TRECHO DO TEXTO:

=-=-=

Até a década de 60, os cientistas acreditavam que a resistência ocorria apenas por causa de mecanismos de seleção genética. Atualmente se conhece outro mecanismo muito mais importante, que consiste na transferência de fatores de resistência de uma bactéria para outra da mesma geração. O papel-chave nesta operação é representado pelos plasmídeos, partículas de DNA ( ácido desoxirribonucléico) situadas no citoplasma das células bacterianas. Os plasmídeos carregam informações genéticas de um microorganismo a outro e são responsáveis pela produção, em determinados casos, de enzimas especiais que bloqueiam a ação do antibiótico.

Esta descoberta permitiu melhorar as novas gerações de antibióticos. Mas não eliminou o círculo vicioso. Enquanto os cientistas tratam de superar as resistências dos plasmídeos, as bactérias acumulam forças para se defender dos novos atacantes.

A medicina não ficou parada desde a época em que Fleming, falecido em 1955 aos 74 anos, procurava objetos mofados para extrair fungos em quantidade suficiente para fabricar penicilina. Os laboratórios descobriram novos antibióticos e souberam produzi-los em grande quantidade. Diante da resistência das bactérias, criaram remédios ainda mais espertos. A mais recente geração, em vez de matar a bactéria inibe as enzimas que lhe dão condições de resistir ao antibiótico. A medicina está em vantagem na batalha contra as doenças infecciosas. Mas a guerra ainda não está ganha.

=-=-=

[Dados de apontamento em imagens]

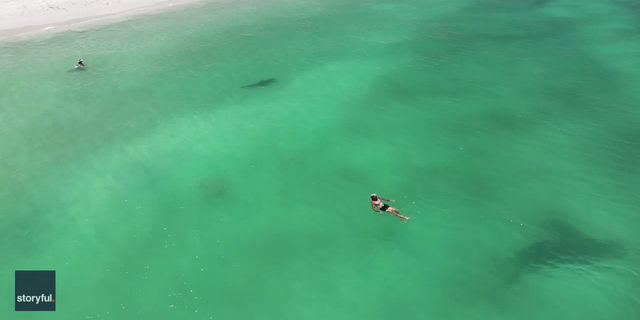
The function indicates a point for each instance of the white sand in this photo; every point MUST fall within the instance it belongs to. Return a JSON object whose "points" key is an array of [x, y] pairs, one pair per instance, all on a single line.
{"points": [[22, 16]]}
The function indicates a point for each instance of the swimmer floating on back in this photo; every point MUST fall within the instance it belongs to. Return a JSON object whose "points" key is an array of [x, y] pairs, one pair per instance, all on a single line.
{"points": [[377, 202]]}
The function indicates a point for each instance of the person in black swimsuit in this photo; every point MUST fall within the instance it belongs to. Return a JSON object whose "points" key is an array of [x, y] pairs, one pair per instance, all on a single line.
{"points": [[377, 202]]}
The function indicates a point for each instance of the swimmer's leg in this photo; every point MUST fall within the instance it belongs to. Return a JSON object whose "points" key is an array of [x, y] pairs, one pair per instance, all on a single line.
{"points": [[398, 214]]}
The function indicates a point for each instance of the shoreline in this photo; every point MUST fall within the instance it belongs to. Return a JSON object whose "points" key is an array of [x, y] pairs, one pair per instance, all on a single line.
{"points": [[18, 19]]}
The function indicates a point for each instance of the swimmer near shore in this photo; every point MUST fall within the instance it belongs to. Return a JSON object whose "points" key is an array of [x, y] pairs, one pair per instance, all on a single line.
{"points": [[376, 202]]}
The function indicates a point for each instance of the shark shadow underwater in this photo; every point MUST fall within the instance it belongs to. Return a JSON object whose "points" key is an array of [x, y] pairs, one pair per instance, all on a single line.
{"points": [[566, 247], [261, 83]]}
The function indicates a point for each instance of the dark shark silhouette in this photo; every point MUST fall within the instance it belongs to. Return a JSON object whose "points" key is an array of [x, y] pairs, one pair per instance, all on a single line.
{"points": [[261, 83], [567, 246]]}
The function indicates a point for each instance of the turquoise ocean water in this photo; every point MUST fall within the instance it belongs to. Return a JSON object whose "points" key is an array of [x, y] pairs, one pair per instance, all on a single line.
{"points": [[158, 189]]}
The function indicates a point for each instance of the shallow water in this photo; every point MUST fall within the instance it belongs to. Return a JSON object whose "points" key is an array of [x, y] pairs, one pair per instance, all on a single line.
{"points": [[158, 189]]}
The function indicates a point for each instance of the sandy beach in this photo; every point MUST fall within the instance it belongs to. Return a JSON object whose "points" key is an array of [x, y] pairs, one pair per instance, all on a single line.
{"points": [[27, 16]]}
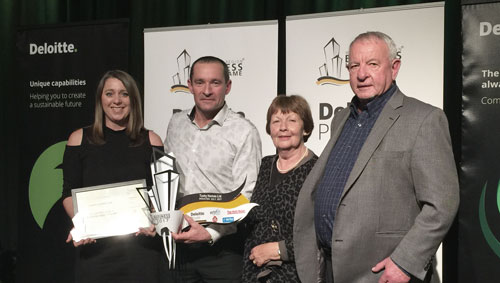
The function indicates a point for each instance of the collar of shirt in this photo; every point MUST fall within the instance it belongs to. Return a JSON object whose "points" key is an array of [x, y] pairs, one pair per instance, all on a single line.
{"points": [[375, 105], [218, 119]]}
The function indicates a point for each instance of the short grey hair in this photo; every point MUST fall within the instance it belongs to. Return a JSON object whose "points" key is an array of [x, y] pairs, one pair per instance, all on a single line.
{"points": [[393, 51]]}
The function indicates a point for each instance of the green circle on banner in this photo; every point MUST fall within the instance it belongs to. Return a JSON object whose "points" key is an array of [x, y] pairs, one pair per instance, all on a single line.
{"points": [[488, 234], [45, 184]]}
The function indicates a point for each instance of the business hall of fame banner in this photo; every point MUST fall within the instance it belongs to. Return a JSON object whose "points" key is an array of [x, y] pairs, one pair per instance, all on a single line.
{"points": [[250, 51], [317, 52], [479, 214]]}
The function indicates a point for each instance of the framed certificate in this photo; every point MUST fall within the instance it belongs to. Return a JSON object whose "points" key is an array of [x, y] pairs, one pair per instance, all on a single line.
{"points": [[109, 210]]}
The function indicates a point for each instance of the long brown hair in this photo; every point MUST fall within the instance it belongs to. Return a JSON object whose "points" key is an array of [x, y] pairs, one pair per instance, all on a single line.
{"points": [[135, 123]]}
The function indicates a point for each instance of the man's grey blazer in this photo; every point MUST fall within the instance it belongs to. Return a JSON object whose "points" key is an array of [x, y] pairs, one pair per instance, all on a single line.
{"points": [[399, 200]]}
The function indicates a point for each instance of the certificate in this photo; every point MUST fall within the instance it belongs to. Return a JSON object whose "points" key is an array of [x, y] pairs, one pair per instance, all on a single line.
{"points": [[109, 210]]}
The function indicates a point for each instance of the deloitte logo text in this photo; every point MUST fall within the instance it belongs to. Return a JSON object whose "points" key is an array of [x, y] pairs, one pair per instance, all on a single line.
{"points": [[55, 48]]}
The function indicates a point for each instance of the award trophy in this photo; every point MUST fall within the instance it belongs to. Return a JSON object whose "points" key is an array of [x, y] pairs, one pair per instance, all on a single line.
{"points": [[162, 197]]}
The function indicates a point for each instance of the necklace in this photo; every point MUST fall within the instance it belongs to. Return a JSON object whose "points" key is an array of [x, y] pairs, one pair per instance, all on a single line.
{"points": [[296, 163]]}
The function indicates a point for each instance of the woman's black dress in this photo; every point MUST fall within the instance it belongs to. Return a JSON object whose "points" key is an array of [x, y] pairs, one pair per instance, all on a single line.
{"points": [[126, 258]]}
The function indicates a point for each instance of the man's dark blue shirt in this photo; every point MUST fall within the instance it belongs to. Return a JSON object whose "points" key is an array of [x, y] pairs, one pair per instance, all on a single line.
{"points": [[341, 161]]}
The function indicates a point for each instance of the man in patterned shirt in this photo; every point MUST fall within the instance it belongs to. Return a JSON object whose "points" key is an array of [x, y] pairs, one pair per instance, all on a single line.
{"points": [[384, 192], [216, 150]]}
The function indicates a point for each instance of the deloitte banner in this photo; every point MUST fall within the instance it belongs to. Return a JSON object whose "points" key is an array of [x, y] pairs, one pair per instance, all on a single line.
{"points": [[479, 214], [317, 47], [250, 51], [58, 71]]}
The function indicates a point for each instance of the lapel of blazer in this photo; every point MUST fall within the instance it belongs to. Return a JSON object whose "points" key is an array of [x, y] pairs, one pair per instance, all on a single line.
{"points": [[387, 117]]}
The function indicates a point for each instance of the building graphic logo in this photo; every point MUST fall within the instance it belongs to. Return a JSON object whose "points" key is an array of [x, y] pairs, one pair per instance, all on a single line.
{"points": [[488, 234], [331, 70], [181, 77]]}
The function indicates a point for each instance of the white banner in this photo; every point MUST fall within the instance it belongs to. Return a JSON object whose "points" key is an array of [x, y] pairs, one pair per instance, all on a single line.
{"points": [[250, 50], [317, 47]]}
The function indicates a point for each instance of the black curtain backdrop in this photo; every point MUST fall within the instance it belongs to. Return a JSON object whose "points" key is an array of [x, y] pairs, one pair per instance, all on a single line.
{"points": [[165, 13]]}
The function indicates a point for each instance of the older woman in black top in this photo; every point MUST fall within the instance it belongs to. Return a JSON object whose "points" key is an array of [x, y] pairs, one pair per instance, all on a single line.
{"points": [[269, 255], [116, 148]]}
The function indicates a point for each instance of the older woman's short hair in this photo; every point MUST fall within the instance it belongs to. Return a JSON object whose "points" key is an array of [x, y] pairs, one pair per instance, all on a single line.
{"points": [[296, 104]]}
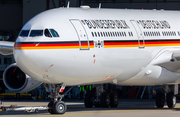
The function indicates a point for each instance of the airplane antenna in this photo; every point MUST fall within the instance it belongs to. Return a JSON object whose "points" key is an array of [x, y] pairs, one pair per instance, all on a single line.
{"points": [[99, 5], [68, 4]]}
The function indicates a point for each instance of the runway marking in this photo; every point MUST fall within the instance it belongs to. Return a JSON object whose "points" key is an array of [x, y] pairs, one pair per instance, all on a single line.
{"points": [[88, 113]]}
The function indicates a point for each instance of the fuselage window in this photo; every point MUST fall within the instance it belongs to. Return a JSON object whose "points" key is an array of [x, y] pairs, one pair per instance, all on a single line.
{"points": [[144, 33], [124, 33], [24, 33], [92, 34], [47, 33], [35, 33], [113, 34], [95, 34], [117, 34], [101, 34], [98, 34], [106, 34], [54, 33], [109, 34], [120, 34]]}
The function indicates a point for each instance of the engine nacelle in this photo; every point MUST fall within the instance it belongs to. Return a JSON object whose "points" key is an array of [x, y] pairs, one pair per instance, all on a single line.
{"points": [[17, 81]]}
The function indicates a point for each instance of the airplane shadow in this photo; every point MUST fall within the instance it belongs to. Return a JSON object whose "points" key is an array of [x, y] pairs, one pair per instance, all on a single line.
{"points": [[81, 108]]}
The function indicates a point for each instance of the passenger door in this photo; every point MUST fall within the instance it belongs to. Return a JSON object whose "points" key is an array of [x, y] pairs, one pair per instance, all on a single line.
{"points": [[139, 34], [81, 33]]}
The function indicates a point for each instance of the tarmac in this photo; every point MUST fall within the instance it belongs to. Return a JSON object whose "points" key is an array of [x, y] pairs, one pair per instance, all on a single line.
{"points": [[76, 108]]}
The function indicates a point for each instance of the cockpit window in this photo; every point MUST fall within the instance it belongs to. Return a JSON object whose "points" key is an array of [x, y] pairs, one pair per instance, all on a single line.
{"points": [[47, 33], [35, 33], [24, 33], [54, 33]]}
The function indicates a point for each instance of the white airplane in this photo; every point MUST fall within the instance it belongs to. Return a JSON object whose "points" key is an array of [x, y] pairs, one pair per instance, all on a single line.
{"points": [[78, 46]]}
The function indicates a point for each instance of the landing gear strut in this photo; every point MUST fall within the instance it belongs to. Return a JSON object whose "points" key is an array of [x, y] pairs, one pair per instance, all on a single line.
{"points": [[100, 98], [56, 106], [167, 96]]}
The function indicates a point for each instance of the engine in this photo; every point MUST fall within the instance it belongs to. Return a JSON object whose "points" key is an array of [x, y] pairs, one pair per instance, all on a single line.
{"points": [[17, 81]]}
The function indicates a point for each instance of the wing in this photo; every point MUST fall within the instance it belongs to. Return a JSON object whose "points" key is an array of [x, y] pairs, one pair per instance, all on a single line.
{"points": [[6, 47], [169, 60]]}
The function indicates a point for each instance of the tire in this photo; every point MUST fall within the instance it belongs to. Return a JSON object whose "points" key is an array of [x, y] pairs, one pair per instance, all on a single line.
{"points": [[171, 100], [88, 101], [59, 107], [114, 100], [160, 100], [97, 105], [50, 105], [105, 100]]}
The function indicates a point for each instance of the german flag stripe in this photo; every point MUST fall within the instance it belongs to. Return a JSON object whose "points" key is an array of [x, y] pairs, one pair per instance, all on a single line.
{"points": [[135, 43], [84, 44]]}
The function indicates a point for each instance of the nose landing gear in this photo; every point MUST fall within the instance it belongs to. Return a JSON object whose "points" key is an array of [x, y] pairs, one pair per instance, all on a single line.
{"points": [[57, 106]]}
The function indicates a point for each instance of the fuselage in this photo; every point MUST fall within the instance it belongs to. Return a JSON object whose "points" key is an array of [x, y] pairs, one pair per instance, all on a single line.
{"points": [[98, 46]]}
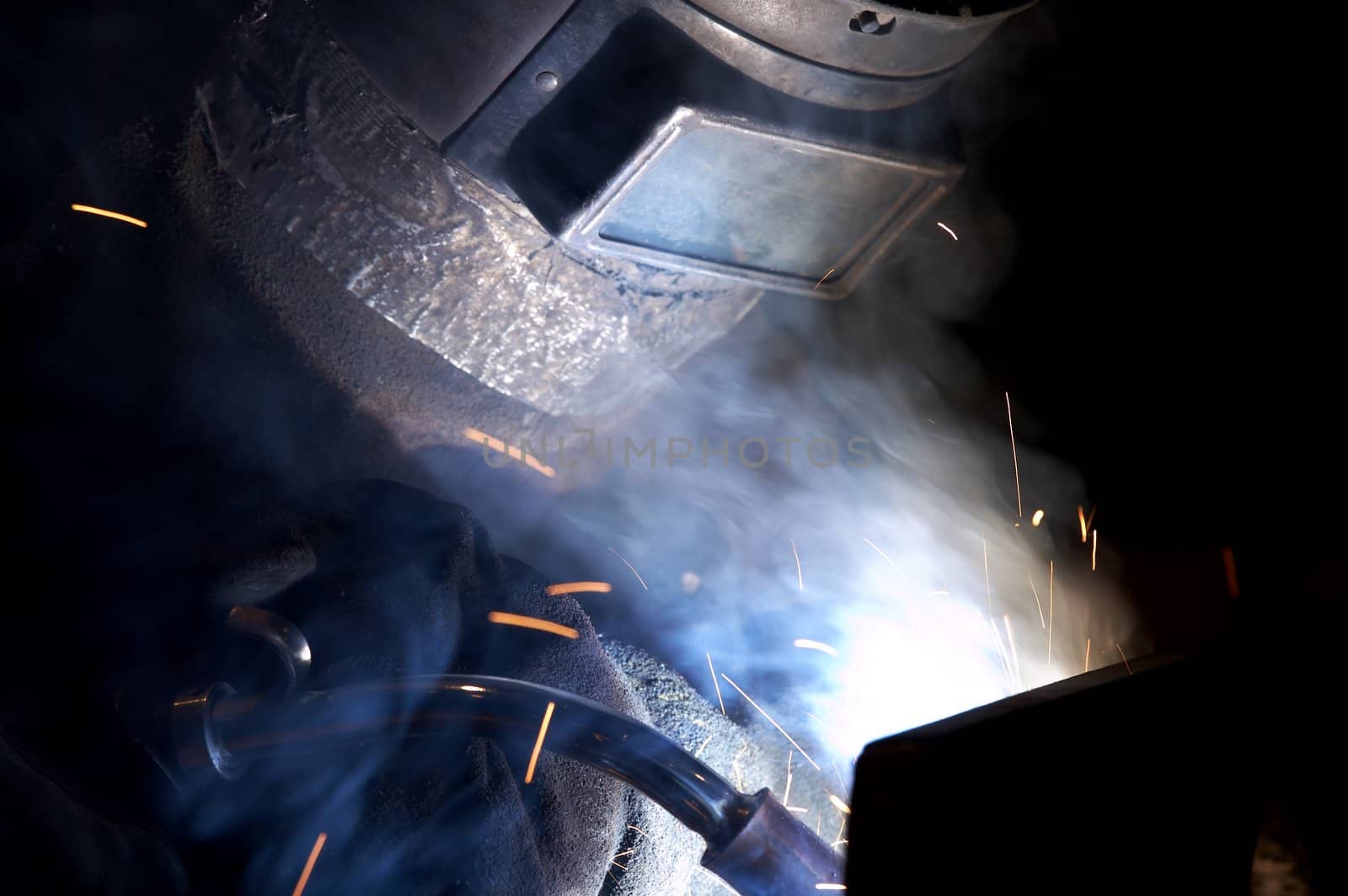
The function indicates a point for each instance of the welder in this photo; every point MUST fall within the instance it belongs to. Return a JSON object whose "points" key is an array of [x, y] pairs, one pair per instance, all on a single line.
{"points": [[386, 235]]}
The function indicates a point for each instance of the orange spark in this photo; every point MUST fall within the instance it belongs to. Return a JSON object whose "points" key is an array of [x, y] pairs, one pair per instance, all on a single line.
{"points": [[840, 776], [309, 866], [538, 744], [1085, 522], [115, 216], [1228, 559], [804, 643], [1014, 461], [631, 568], [529, 621], [575, 588], [772, 720], [716, 684], [1035, 592], [510, 451]]}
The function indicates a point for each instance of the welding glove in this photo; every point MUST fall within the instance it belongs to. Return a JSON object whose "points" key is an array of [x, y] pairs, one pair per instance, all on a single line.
{"points": [[383, 581]]}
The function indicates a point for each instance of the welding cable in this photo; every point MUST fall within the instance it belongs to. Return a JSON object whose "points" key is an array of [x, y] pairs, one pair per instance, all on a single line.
{"points": [[752, 841], [482, 707]]}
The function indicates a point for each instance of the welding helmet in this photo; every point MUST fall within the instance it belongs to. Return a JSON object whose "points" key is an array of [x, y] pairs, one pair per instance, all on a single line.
{"points": [[565, 199]]}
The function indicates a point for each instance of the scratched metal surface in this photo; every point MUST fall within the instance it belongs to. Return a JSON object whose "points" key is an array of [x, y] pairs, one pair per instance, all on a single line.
{"points": [[428, 247]]}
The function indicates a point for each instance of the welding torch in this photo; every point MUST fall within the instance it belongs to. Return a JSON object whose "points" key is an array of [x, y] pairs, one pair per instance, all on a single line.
{"points": [[752, 842]]}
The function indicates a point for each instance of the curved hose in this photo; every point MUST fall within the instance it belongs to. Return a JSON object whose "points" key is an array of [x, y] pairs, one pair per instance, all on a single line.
{"points": [[502, 707]]}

=-=-=

O QUE FAZER:
a: Reescreva de forma mais concisa o parágrafo do texto sobre resistência bacteriana que começa com "A medicina não ficou parada". Preserve os fatos principais.
b: Indique se cada afirmação abaixo está de acordo com o texto sobre resistência bacteriana. Responda sim ou não e cite as palavras do texto que justificam a resposta.
(i) Até a década de 60, os cientistas atribuíam a resistência somente à seleção genética.
(ii) Os plasmídeos localizam-se no núcleo das células bacterianas.
(iii) A descoberta do papel dos plasmídeos pôs fim ao círculo vicioso.
c: Responda às perguntas com base no texto sobre resistência bacteriana.
(i) Em que ano Fleming faleceu e com que idade?
(ii) O que são os plasmídeos, segundo o texto?
(iii) O que faz a mais recente geração de antibióticos, em vez de matar a bactéria?

RESPOSTAS ESCRITAS:
a: Desde a época de Fleming, que morreu em 1955, aos 74 anos, e buscava objetos mofados para obter fungos e fabricar penicilina, a medicina avançou. Os laboratórios descobriram novos antibióticos, passaram a produzi-los em grande escala e, diante da resistência bacteriana, criaram remédios mais eficazes. A geração mais recente não mata a bactéria, mas inibe as enzimas que lhe permitem resistir ao antibiótico. A medicina leva vantagem contra as doenças infecciosas, mas a guerra ainda não está ganha.

b:
(i) Sim: "os cientistas acreditavam que a resistência ocorria apenas por causa de mecanismos de seleção genética".
(ii) Não: "situadas no citoplasma das células bacterianas".
(iii) Não: "Mas não eliminou o círculo vicioso."

c:
(i) Em 1955, aos 74 anos.
(ii) São partículas de DNA (ácido desoxirribonucleico) situadas no citoplasma das células bacterianas.
(iii) Inibe as enzimas que dão à bactéria condições de resistir ao antibiótico.